Mara tak dapat menemukan jejak mereka yang memiliki sila,
yang hidup tanpa kelengahan,
dan yang telah terbebas melalui Pengetahuan Sempurna.

Kisah Garahadinna

Seperti dari tumpukan sampah yang dibuang di tepi jalan,
tumbuh bunga teratai yang berbau harum dan menyenangkan hati.
Begitu juga di antara orang duniawi, siswa Sang Buddha Yang Maha Sempurna, bersinar menerangi dunia yang gelap ini dengan kebijaksanaannya.
Dhammapada Atthakatha :
Kisah Garahadinna
Ada dua orang sahabat bernama Sirigutta dan Garahadinna tinggal di Savatthi. Sirigutta adalah seorang pengikut Buddha dan Garahadinna adalah pengikut Nigantha, pertapa yang memusuhi Sang Buddha.
Dalam hal berkaitan dengan Nigantha, Garahadinna seringkali berkata kepada Sirigutta, “Apa manfaat yang kamu dapatkan menjadi pengikut Buddha? Kemarilah, jadilah pengikut guruku.” Setelah berulang kali dibujuk, Sirigutta berkata kapada Garahadinna, “Katakan padaku, apa yang diketahui oleh gurumu?” Garahadinna mengatakan bahwa gurunya dapat mengetahui segalanya. Dengan kekuatannya, dia dapat mengetahui masa lampau, saat ini, dan masa depan dan juga dapat membaca pikiran orang lain. Maka, Sirigutta mengundang Nigantha untuk datang ke rumahnya untuk menerima dana makanan.Sirigutta ingin mengetahui kebenaran tentang Nigantha, apakah mereka benar-benar memiliki kekuatan untuk mengetahui pikiran seseorang, masa lampau, sekarang dan masa depan seseorang.
Maka ia membuat sebuah parit yang dalam dan panjang dan dipenuhi dengan sampah dan kotoran. Tempat duduk untuk Nigantha dan murid-muridnya ditempatkan dengan sembarangan di atas parit. Belanga-belanga kotor dan besar dibawa masuk dan ditutup dengan kain dan daun-daun pisang agar kelihatan seolah-olah penuh dengan nasi dan kari.
Ketika pertapa-pertapa Nigantha tiba, mereka dipersilahkan untuk masuk satu per satu, untuk berdiri di dekat tempat duduk yang telah disiapkan, dan langsung dipersilahkan duduk. Ketika mereka telah duduk, penutup parit tadi pecah dan pertapa-pertapa Nigantha jatuh ke dalam parit yang kotor.

Entri tersimpan
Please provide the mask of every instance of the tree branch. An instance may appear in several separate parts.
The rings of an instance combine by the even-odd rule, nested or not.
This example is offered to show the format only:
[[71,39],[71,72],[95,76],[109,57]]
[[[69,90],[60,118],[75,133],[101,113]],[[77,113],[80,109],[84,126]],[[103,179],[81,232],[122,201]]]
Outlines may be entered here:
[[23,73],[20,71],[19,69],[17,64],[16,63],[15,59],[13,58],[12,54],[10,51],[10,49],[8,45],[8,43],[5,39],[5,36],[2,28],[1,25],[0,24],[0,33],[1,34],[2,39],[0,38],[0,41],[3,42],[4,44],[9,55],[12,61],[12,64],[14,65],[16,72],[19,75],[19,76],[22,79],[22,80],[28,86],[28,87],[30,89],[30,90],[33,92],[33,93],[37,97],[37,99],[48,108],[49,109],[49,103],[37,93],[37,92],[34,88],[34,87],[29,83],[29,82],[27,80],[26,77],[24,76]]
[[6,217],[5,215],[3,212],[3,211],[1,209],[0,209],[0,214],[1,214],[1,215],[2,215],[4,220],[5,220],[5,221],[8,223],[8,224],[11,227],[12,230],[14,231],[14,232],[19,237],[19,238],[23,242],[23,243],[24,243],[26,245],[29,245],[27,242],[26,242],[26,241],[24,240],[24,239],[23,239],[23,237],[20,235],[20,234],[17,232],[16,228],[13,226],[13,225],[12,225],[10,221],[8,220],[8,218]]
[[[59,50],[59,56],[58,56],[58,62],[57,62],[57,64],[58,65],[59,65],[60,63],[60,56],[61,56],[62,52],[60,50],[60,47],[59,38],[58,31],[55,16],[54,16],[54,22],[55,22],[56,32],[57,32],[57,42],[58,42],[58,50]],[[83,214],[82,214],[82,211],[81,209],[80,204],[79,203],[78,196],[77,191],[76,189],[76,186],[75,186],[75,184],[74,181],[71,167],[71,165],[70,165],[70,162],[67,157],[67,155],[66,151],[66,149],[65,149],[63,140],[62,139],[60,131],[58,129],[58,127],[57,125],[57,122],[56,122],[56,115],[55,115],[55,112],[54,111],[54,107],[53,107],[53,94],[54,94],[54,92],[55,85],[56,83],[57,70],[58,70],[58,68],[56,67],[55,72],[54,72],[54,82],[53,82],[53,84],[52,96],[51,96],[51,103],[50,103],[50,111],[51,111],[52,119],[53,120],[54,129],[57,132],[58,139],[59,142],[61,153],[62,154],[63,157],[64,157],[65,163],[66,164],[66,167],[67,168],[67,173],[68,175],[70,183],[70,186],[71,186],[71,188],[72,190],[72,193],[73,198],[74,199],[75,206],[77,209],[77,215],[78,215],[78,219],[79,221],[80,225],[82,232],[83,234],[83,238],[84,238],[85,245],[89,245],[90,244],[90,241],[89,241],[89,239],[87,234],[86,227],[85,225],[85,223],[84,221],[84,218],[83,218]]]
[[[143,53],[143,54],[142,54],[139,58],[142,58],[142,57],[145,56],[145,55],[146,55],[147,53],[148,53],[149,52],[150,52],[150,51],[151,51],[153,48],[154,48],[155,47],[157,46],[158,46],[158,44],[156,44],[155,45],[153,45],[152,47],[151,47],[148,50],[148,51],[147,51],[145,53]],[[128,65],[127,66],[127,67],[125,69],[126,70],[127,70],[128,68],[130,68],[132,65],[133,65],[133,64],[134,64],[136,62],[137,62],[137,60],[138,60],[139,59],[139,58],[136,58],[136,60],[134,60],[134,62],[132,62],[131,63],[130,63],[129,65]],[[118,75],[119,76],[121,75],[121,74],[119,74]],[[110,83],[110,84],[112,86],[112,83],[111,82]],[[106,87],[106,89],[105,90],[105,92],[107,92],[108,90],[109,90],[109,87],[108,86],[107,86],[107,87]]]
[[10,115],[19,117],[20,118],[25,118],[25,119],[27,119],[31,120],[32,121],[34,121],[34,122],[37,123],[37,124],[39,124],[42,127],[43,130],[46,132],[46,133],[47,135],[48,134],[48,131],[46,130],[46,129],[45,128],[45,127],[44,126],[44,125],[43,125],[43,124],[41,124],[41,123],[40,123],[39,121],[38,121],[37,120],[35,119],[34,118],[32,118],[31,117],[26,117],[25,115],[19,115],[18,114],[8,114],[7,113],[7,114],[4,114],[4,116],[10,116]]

== Tugas ==
**a)** Ringkas paragraf bacaan kisah Garahadinna yang dimulai dengan "Maka ia membuat sebuah parit" menjadi daftar poin, dengan tetap memuat fakta utamanya.
**b)** Menurut kisah Garahadinna, Garahadinna adalah pengikut siapa?
**c)** Lanjutkan kisah Garahadinna mulai dari sesudah kalimat terakhirnya.
Bahan ini tidak ada hubungannya dengan bacaan tentang kisah Garahadinna.

== Jawaban ==
**a)**
- Sirigutta membuat parit yang dalam dan panjang, lalu mengisinya dengan sampah dan kotoran.
- Tempat duduk untuk Nigantha dan murid-muridnya ditaruh sembarangan di atas parit itu.
- Belanga besar yang kotor dibawa masuk, lalu ditutup kain dan daun pisang agar tampak penuh nasi dan kari.

**b)** Garahadinna adalah pengikut Nigantha, pertapa yang memusuhi Sang Buddha.

**c)**
Kemudian Sirigutta bertanya kepada mereka, “Kenapa kamu tidak mengetahui masa lalu, saat ini dan masa depan? Mengapa kamu tidak tahu pikiran orang lain?” Semua pertapa-pertapa Nigantha merasa dijebak.
Garahadinna sangat marah kepada Sirigutta dan menolak untuk berbicara dengannya selama dua minggu. Kemudian, ia memutuskan bahwa ia akan membalas perlakuan Sirigutta. Karena itu, ia memutuskan untuk tidak marah lebih lama lagi.
Suatu hari ia menyuruh Sirigutta mengundang Sang Buddha dan lima ratus muridnya untuk berpindapatta. Maka Sirigutta menghadap Sang Buddha dan mengundangnya ke rumah Garahadinna. Ia mengatakan kepada Sang Buddha apa yang ia lakukan kepada pertapa-pertapa Nigantha, guru Garahadinna. Ia juga mengutarakan rasa kuatir bahwa undangan tersebut mungkin suatu jebakan.
Sang Buddha dengan kekuatan supranaturalnya, mengetahui bahwa akan merupakan suatu kesempatan bagi dua sahabat itu untuk mencapai tingat kesucian sotapatti. Dengan tersenyum Sang Buddha menyatakan undangan tersebut diterima.
Garahadinna menggali parit, mengisinya dengan bara yang menyala dan menutupnya dengan karpet. Dia juga meletakkan belanga-belanga kosong yang ditutup dengan kain dan daun-daun pisang, agar kelihatannya penuh dengan nasi dan kari.
Keesokan harinya, Sang Buddha datang diikuti oleh lima ratus Bhikkhu dalam satu rombongan. Ketika Sang Buddha melangkah di atas karpet yang menutupi arang yang menyala, karpet dan bara api tiba-tiba menghilang, dan lima ratus bunga teratai sebesar roda kereta, membentang untuk Sang Buddha dan murid-muridnya duduk.
Melihat keajaiban ini, Garahadinna sangat cemas dan dia mengatakan kepada Sirigutta: “Bantulah saya, teman. Karena keinginan saya untuk membalas dendam, saya sungguh telah melakukan perbuatan salah. Rencana buruk saya sama sekali tidak berpengaruh terhadap gurumu. Periuk-periuk yang ada di dapur semuanya kosong. Tolonglah saya.”
Sirigutta kemudian berkata kepada Garahadinna untuk pergi dan melihat periuk-periuk tersebut. Ketika Garahadinna melihat ke dapur, semua periuk-periuknya telah berisi makanan. Ia menjadi sangat kagum. Pada waktu yang sama juga menjadi sangat lega dan gembira. Makanan tersebut kemudian disajikan kepada Sang Buddha dan murid-muridnya.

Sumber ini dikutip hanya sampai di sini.